— Object location annotation data —
● ● ● ● ● ● ●

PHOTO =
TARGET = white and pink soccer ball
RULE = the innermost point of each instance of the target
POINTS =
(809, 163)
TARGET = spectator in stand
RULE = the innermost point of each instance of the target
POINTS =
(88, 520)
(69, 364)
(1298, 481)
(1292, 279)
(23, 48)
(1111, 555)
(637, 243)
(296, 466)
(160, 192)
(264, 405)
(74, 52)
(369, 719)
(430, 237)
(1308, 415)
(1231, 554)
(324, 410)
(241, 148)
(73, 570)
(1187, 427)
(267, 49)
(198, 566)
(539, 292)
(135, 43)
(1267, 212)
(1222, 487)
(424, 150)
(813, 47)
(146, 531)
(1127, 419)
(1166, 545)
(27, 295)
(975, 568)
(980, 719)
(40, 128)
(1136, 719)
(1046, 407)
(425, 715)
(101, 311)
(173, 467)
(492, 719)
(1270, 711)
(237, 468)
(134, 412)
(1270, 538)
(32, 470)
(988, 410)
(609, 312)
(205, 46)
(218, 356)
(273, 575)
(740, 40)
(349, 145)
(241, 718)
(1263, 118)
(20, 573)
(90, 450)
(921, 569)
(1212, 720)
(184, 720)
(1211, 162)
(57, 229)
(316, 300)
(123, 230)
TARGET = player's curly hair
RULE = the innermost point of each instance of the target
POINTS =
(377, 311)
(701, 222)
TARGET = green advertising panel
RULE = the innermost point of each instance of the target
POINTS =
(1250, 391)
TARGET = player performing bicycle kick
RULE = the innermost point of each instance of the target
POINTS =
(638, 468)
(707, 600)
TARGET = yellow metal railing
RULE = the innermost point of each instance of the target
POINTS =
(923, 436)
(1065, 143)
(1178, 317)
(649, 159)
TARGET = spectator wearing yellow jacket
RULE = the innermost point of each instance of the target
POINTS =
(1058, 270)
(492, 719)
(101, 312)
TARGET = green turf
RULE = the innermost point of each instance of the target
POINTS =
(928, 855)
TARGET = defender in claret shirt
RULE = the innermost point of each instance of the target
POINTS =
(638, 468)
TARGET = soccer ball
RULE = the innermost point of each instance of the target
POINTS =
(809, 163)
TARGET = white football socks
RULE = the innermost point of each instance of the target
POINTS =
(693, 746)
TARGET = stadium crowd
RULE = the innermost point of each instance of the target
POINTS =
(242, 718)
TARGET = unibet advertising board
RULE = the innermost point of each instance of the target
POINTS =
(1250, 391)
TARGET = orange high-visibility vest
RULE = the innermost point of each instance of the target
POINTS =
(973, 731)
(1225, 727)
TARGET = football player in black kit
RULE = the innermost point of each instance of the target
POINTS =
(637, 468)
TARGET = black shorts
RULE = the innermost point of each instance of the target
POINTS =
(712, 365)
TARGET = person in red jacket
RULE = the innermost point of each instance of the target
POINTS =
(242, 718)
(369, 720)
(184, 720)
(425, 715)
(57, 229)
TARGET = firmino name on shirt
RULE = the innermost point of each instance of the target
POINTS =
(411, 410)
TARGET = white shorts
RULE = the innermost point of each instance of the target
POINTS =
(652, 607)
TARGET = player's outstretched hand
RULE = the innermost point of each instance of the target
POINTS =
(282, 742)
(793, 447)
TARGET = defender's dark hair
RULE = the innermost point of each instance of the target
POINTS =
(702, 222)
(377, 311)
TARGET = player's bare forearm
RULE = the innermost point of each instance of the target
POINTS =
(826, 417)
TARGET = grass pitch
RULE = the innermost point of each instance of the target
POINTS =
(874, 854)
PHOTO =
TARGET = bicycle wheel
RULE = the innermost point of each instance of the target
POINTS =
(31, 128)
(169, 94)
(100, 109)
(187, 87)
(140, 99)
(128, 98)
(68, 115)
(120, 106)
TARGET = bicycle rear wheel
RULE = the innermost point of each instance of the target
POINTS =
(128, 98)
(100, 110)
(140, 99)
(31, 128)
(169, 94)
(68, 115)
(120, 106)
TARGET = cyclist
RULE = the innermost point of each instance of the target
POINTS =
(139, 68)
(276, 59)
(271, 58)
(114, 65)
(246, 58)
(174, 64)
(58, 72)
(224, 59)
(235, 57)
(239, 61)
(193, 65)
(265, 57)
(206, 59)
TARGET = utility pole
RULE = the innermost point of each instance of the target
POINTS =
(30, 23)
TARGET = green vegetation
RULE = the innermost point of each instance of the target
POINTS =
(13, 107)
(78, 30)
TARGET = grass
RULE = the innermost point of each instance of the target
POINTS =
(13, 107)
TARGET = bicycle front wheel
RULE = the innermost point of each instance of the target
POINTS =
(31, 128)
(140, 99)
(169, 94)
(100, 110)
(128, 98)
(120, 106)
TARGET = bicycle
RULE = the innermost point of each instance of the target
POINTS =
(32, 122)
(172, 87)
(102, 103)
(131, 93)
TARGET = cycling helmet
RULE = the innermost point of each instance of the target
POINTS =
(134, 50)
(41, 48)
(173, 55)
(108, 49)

● ● ● ● ● ● ●

— DESCRIPTION OF THE TASK —
Write out again, unchanged, every line from the line containing "TARGET = firmino name on shirt" to the final line of the material above.

— COMPLETE RESPONSE —
TARGET = firmino name on shirt
RULE = the innermost point of each instance of the target
POINTS =
(411, 410)
TARGET = white shorts
RULE = the innermost point of each instance of the target
POINTS =
(652, 607)
TARGET = player's outstretched hand
RULE = the innermost point of each instance of the target
POINTS =
(282, 742)
(793, 447)
TARGET = defender's dark hair
RULE = the innermost point of each instance of the target
POINTS =
(702, 222)
(377, 311)
TARGET = player's bare forearm
RULE = the innermost point of each instance of the target
POINTS =
(826, 417)
TARGET = grass pitch
RULE = the innermost point of each instance of the target
POINTS =
(874, 854)
PHOTO =
TARGET = bicycle wheel
RULE = the innermost point of each instance of the target
POINTS =
(31, 128)
(169, 94)
(100, 109)
(187, 87)
(140, 99)
(128, 98)
(68, 115)
(120, 106)
TARGET = bicycle rear wheel
RULE = the innermost point of each instance of the target
POINTS =
(128, 98)
(100, 110)
(140, 99)
(31, 128)
(169, 94)
(68, 115)
(120, 106)
TARGET = cyclist
RULE = the innermost point of each instance of the target
POINTS =
(139, 68)
(276, 59)
(271, 58)
(114, 65)
(246, 58)
(174, 64)
(58, 72)
(224, 59)
(235, 57)
(239, 61)
(193, 65)
(265, 57)
(206, 59)
TARGET = utility pole
RULE = the innermost point of each instance of the target
POINTS =
(30, 23)
TARGET = green vegetation
RULE = the innermost point of each instance of the target
POINTS =
(13, 107)
(78, 30)
TARGET = grass
RULE = the innermost point of each instance of the target
POINTS =
(13, 107)
TARGET = bicycle front wheel
RULE = the innermost point of each instance of the target
POINTS =
(31, 128)
(140, 99)
(169, 94)
(100, 110)
(128, 98)
(120, 106)
TARGET = bicycle
RULE = the innermost point of each instance of the target
POINTS =
(32, 122)
(172, 87)
(102, 103)
(131, 93)
TARGET = cycling helmet
RULE = the innermost point of each instance of the target
POINTS =
(134, 50)
(41, 48)
(173, 55)
(108, 49)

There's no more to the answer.